:: RECORDS SHOWN ::

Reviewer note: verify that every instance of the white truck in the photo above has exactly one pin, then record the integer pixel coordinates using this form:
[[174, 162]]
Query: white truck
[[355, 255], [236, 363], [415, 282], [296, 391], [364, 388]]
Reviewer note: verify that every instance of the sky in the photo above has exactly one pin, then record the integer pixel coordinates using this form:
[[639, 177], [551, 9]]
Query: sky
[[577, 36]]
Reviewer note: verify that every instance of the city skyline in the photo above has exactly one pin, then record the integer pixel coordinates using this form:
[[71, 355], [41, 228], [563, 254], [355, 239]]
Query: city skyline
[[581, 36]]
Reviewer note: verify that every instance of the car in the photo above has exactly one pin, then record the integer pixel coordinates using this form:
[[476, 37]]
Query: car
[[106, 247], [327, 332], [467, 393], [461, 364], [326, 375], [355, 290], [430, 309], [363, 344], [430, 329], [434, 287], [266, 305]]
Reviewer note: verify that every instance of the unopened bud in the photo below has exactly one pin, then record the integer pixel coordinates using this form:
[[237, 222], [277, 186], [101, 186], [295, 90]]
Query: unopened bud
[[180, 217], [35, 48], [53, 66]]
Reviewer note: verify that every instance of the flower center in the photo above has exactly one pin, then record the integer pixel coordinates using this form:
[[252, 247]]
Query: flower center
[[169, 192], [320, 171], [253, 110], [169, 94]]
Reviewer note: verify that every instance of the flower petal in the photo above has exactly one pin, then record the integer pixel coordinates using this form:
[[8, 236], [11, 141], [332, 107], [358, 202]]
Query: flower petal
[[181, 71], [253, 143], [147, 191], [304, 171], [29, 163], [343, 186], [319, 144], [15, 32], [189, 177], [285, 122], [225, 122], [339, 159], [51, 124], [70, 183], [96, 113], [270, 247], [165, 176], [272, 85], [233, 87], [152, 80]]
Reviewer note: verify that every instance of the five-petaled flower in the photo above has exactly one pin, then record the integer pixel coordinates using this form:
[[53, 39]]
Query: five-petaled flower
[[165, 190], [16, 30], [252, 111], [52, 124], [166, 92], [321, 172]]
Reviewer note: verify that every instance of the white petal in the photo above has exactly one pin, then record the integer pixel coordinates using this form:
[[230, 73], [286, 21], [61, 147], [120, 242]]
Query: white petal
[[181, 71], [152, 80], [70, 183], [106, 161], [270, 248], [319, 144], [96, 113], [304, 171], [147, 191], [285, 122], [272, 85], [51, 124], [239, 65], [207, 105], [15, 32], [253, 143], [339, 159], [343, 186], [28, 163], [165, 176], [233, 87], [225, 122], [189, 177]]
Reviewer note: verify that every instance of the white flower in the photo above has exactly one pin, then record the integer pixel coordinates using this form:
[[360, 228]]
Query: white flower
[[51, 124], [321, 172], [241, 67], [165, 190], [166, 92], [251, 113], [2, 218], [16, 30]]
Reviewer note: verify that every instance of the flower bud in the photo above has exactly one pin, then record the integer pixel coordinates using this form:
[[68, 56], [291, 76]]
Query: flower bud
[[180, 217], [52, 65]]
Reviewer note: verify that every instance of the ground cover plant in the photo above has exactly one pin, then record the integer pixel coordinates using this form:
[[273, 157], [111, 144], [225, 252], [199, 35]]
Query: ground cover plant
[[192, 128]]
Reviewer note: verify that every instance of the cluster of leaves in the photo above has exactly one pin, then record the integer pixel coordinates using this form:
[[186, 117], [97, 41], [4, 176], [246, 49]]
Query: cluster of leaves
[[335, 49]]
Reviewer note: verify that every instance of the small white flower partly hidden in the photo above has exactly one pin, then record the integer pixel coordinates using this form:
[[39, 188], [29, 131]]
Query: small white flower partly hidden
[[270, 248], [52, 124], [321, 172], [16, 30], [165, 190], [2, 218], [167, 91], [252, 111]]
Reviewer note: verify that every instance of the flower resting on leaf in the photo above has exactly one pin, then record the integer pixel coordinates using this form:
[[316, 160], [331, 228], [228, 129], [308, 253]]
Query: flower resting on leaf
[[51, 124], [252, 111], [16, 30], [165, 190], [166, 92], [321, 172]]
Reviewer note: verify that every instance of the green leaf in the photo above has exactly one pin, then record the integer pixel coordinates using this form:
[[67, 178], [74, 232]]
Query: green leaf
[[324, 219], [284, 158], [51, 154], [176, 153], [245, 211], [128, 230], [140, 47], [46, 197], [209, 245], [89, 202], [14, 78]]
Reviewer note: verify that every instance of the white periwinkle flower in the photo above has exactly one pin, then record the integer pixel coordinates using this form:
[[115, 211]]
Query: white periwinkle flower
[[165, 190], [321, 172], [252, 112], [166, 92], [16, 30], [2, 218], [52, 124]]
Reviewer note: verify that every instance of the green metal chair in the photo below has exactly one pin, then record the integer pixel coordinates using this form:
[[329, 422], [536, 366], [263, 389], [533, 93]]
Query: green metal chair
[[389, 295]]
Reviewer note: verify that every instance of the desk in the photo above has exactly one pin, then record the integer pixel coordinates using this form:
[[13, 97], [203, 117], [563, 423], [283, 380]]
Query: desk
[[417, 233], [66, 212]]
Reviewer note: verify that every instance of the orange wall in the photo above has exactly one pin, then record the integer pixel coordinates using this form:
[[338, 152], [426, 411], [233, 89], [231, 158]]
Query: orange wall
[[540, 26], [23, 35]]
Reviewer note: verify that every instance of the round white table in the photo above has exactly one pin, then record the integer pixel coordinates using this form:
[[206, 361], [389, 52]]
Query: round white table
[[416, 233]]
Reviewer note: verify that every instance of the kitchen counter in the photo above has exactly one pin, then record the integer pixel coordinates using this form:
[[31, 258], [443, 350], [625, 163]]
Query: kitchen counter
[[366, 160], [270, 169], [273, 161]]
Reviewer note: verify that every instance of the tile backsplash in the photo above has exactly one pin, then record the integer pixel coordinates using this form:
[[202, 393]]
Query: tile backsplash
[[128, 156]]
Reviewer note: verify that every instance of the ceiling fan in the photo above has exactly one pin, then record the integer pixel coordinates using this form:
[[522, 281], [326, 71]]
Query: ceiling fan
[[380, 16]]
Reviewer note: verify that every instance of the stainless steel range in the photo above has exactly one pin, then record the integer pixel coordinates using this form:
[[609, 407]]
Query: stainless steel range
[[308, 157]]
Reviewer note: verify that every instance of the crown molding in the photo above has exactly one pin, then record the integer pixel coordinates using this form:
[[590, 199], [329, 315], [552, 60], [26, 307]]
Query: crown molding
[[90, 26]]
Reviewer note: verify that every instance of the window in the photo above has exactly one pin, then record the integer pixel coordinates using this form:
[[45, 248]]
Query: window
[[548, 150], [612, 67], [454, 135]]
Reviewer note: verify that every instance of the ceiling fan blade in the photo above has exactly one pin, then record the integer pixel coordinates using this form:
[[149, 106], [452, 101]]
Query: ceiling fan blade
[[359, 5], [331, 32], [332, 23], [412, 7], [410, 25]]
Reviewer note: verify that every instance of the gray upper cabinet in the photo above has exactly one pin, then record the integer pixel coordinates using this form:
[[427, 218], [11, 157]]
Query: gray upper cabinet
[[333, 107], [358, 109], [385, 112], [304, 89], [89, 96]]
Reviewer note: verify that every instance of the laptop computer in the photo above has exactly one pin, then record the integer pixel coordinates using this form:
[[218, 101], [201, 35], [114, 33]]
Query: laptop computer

:::

STATED EXERCISE >>
Start at the line that has "Reviewer note: verify that every instance of the ground" and stop after the line that has "[[192, 128]]", writing those lines out again with the requests included. Scale every coordinate in the answers by 2.35 and round to whole numbers with halves going up, leaving the requests and their format samples unchanged.

SOLUTION TO THIS TASK >>
Reviewer note: verify that every instance of the ground cover plant in the photo above has exactly one pin, then record the integer pixel coordinates using this form:
[[273, 157], [111, 144], [225, 252], [199, 35]]
Query: ground cover plant
[[451, 301]]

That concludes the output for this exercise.